* **Text excerpt**
┌────────

What Umpire Signals? – The cricket umpire can be seen rotating their arm in a windmill motion.
17. New Ball
This cricket umpire signal is only applicable in test formats. If the cricket ball is used continuously for more than 70 overs, then the ball grip, seam, or swing become worse, thereby it provides an unfair advantage to the batting team, due to which a new ball is provided to the bowling team.
What Does the Umpire Signal? – A cricket umpire signals a new ball introduced in the game by lifting and showing it to the scorers and batsmen.
18. Last Hour
Like the new ball, this signal is only applicable in test cricket. With this signal, the cricket umpire indicates to both the bowling and batting teams that only one hour is left for the day to be completed.
What Umpire Signals? – Cricket The umpire held his wrist above his head and pointed to the watch.
Conclusion – Cricket Umpire Signals
I have sincere hopes that this blog about cricket umpire signals will certainly elevate your cricket knowledge. From now on, you will be more observant whenever the umpire signals something. Now you can confidently show your cricket umpire signal knowledge in front of your friends whenever the umpire signals something.

└────────

* **Given task 1**
Rewrite the records from their first line through the line holding "point(442, 522)", inclusive, putting "Note to the group" in place of every "Note to the class" and keeping everything else the same.
The text has nothing to do with the records.

Location labeling records
┌────────

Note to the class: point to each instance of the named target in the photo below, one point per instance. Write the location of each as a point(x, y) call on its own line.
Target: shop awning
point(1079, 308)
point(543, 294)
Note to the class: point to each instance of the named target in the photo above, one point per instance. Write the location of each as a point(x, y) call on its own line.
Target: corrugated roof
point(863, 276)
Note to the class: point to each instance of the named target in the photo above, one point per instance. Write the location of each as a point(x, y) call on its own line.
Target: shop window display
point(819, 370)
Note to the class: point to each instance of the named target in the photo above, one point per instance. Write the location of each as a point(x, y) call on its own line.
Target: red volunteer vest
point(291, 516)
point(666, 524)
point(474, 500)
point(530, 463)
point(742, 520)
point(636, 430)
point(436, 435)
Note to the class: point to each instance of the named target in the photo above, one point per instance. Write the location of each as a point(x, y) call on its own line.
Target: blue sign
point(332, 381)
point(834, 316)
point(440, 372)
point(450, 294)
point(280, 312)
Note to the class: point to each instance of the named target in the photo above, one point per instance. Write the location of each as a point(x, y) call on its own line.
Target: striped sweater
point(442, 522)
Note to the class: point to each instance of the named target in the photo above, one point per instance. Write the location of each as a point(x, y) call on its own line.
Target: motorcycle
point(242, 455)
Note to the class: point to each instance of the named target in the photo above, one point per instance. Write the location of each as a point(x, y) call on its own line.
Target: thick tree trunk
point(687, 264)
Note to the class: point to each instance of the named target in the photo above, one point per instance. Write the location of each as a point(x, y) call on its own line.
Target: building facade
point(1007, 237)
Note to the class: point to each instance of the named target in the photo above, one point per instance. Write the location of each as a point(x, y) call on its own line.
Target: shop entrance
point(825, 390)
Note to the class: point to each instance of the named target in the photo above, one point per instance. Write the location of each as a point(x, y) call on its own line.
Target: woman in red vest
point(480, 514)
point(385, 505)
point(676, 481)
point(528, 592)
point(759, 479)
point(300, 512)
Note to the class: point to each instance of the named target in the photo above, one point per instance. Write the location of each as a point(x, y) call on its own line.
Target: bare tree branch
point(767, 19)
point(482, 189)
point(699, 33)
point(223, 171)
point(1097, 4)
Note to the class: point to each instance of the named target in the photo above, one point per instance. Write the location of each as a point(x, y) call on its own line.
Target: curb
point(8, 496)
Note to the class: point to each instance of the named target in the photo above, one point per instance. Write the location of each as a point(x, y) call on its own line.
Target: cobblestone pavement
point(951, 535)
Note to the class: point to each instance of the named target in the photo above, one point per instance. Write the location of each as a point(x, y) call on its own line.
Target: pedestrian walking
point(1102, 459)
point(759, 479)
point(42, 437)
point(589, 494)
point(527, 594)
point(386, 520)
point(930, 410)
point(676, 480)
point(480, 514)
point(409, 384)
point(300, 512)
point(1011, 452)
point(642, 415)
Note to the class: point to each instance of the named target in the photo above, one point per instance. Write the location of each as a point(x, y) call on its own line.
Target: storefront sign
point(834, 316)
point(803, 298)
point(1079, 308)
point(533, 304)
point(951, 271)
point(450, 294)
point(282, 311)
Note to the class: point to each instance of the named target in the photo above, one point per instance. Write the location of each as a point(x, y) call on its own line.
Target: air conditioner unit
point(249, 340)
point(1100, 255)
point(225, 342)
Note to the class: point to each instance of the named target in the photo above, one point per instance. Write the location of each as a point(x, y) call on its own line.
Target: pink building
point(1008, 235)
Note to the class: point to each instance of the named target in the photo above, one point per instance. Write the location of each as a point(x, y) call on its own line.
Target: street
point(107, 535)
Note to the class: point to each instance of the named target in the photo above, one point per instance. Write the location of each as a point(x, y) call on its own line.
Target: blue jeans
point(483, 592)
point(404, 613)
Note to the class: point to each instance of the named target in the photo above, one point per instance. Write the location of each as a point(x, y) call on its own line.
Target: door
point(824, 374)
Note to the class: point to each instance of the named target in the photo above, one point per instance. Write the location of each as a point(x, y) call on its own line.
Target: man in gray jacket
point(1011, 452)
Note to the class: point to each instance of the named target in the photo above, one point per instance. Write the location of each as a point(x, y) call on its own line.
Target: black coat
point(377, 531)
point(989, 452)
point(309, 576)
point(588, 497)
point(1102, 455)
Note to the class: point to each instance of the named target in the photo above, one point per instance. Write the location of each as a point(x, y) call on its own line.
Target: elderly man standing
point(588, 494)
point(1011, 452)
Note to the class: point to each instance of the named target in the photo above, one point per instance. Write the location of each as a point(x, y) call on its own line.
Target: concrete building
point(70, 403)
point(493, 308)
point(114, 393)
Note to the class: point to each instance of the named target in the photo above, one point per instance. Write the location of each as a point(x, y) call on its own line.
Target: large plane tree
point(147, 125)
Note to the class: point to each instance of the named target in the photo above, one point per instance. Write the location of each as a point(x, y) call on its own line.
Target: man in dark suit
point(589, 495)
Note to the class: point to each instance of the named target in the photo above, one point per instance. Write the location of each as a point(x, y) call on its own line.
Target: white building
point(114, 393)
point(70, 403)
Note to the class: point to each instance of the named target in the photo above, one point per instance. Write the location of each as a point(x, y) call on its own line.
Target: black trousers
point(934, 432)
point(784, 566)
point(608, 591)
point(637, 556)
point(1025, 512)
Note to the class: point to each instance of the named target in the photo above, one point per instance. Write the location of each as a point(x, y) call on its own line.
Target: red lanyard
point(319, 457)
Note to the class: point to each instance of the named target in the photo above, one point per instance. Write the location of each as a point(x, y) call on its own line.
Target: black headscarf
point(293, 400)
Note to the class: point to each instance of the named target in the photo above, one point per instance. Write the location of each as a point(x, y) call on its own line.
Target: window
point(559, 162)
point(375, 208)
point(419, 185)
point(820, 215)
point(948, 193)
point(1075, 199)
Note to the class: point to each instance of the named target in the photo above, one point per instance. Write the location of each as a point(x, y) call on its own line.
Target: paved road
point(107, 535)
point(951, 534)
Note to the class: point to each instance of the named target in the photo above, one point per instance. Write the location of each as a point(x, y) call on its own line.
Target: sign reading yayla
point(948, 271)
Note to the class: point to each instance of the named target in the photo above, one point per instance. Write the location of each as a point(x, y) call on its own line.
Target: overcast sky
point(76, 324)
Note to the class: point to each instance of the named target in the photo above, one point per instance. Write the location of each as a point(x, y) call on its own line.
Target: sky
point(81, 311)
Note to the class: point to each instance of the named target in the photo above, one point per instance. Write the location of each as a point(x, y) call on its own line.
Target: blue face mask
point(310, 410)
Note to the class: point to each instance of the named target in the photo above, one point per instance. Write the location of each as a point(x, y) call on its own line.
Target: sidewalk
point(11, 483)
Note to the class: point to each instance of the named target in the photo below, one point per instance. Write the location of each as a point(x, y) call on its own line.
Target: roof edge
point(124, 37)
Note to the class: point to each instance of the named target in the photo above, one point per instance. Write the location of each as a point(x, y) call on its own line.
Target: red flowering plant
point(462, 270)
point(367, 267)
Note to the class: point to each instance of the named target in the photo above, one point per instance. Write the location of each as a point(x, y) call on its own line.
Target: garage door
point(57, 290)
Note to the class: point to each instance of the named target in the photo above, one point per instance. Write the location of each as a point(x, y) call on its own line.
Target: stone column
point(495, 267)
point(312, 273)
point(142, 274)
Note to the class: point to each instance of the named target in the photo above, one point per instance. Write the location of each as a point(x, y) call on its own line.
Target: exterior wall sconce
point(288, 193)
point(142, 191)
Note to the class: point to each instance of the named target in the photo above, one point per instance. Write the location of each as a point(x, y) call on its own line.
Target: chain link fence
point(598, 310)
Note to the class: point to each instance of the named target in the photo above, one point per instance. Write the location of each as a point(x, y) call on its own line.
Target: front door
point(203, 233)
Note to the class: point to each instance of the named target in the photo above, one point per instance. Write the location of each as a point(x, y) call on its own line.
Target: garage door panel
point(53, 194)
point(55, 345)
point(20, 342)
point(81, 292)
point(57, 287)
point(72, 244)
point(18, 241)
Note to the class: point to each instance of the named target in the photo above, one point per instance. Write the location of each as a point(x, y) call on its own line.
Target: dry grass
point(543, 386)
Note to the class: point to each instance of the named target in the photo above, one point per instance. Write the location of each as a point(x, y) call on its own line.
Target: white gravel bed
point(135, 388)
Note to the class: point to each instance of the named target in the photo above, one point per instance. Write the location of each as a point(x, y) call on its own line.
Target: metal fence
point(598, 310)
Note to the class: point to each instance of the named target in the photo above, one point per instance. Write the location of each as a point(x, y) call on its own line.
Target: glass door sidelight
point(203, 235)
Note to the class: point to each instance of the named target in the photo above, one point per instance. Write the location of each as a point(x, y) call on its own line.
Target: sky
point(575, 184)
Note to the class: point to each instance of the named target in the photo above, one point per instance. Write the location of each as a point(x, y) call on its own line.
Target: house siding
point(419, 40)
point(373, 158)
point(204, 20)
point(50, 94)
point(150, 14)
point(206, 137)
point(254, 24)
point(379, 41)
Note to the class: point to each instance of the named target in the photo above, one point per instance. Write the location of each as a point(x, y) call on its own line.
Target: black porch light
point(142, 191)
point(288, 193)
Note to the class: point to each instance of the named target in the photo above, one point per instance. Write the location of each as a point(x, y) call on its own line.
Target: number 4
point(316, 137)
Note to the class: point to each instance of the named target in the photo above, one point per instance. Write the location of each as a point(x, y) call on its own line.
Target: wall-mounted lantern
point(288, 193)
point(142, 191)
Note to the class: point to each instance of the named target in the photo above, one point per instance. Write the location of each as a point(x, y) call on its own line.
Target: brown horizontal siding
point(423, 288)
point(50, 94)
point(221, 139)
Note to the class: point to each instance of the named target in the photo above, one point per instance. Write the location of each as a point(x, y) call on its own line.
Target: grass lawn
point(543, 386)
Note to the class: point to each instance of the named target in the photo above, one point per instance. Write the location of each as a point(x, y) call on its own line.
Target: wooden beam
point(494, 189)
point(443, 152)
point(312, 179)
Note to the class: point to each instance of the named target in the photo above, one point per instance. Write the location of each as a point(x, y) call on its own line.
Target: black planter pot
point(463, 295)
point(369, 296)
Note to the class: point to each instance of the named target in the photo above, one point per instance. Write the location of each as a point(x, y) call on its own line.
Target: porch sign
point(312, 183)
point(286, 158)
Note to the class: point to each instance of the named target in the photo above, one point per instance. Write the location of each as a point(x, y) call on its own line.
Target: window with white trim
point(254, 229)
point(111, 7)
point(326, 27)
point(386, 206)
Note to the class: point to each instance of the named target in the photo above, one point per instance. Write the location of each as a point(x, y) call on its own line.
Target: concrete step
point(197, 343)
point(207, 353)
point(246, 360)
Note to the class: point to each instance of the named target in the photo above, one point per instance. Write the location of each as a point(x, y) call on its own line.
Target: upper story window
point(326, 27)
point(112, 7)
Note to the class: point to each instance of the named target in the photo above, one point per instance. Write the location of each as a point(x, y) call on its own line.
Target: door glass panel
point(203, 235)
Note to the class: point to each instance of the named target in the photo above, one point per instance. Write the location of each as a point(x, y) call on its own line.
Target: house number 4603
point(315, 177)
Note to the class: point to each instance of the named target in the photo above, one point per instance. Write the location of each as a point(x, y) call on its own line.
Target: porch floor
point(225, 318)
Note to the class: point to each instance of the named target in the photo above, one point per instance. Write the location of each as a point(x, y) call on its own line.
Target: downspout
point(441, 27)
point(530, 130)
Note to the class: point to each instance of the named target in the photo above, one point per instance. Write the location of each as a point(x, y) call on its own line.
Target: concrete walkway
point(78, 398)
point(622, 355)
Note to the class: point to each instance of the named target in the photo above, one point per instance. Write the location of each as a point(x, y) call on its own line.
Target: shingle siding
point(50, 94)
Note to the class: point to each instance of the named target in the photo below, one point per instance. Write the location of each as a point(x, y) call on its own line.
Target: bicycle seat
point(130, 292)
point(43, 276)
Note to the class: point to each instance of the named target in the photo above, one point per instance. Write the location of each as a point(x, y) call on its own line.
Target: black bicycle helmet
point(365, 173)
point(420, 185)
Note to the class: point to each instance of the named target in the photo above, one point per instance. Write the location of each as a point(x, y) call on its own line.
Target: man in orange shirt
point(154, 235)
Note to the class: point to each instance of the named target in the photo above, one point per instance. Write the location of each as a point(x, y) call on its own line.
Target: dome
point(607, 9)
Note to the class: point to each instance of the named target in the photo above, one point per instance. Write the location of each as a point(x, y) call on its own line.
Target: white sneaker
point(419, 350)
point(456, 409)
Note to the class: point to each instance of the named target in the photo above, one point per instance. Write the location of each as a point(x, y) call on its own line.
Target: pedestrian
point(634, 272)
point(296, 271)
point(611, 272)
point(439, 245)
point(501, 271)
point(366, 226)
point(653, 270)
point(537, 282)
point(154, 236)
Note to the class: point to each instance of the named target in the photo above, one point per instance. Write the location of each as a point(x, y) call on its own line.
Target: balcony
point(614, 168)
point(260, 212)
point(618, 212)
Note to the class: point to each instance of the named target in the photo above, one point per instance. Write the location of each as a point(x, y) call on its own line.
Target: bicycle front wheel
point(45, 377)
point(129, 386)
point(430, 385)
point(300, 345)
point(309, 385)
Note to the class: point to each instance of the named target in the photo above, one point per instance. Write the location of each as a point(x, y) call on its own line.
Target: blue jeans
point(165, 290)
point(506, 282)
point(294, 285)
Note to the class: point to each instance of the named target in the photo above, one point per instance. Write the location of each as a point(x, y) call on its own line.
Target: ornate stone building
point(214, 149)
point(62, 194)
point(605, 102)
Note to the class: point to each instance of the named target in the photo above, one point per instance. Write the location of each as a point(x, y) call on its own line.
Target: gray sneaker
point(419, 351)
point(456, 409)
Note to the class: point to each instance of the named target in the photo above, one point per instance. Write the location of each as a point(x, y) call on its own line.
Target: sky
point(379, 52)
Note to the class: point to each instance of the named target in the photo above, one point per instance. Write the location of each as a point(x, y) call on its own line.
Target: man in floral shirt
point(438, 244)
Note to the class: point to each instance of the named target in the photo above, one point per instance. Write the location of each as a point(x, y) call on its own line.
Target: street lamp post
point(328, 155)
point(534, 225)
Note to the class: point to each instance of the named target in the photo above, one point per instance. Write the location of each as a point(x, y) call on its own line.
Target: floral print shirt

└────────

* **Given task 2**
Copy out the whole text on cricket umpire signals word for word.

* **Full solution 1**
Note to the group: point to each instance of the named target in the photo below, one point per instance. Write the location of each as a point(x, y) call on its own line.
Target: shop awning
point(1079, 308)
point(543, 294)
Note to the group: point to each instance of the named target in the photo above, one point per instance. Write the location of each as a point(x, y) call on its own line.
Target: corrugated roof
point(863, 276)
Note to the group: point to each instance of the named target in the photo above, one point per instance. Write the location of each as a point(x, y) call on its own line.
Target: shop window display
point(819, 370)
Note to the group: point to each instance of the named target in the photo above, one point per instance. Write the location of each as a point(x, y) call on its own line.
Target: red volunteer vest
point(291, 516)
point(666, 524)
point(474, 500)
point(530, 463)
point(742, 520)
point(636, 430)
point(436, 435)
Note to the group: point to each instance of the named target in the photo above, one point per instance. Write the location of each as a point(x, y) call on its own line.
Target: blue sign
point(332, 381)
point(834, 316)
point(440, 372)
point(450, 294)
point(280, 312)
Note to the group: point to each instance of the named target in the photo above, one point per instance. Write the location of each as a point(x, y) call on its own line.
Target: striped sweater
point(442, 522)

* **Full solution 2**
What Umpire Signals? – The cricket umpire can be seen rotating their arm in a windmill motion.
17. New Ball
This cricket umpire signal is only applicable in test formats. If the cricket ball is used continuously for more than 70 overs, then the ball grip, seam, or swing become worse, thereby it provides an unfair advantage to the batting team, due to which a new ball is provided to the bowling team.
What Does the Umpire Signal? – A cricket umpire signals a new ball introduced in the game by lifting and showing it to the scorers and batsmen.
18. Last Hour
Like the new ball, this signal is only applicable in test cricket. With this signal, the cricket umpire indicates to both the bowling and batting teams that only one hour is left for the day to be completed.
What Umpire Signals? – Cricket The umpire held his wrist above his head and pointed to the watch.
Conclusion – Cricket Umpire Signals
I have sincere hopes that this blog about cricket umpire signals will certainly elevate your cricket knowledge. From now on, you will be more observant whenever the umpire signals something. Now you can confidently show your cricket umpire signal knowledge in front of your friends whenever the umpire signals something.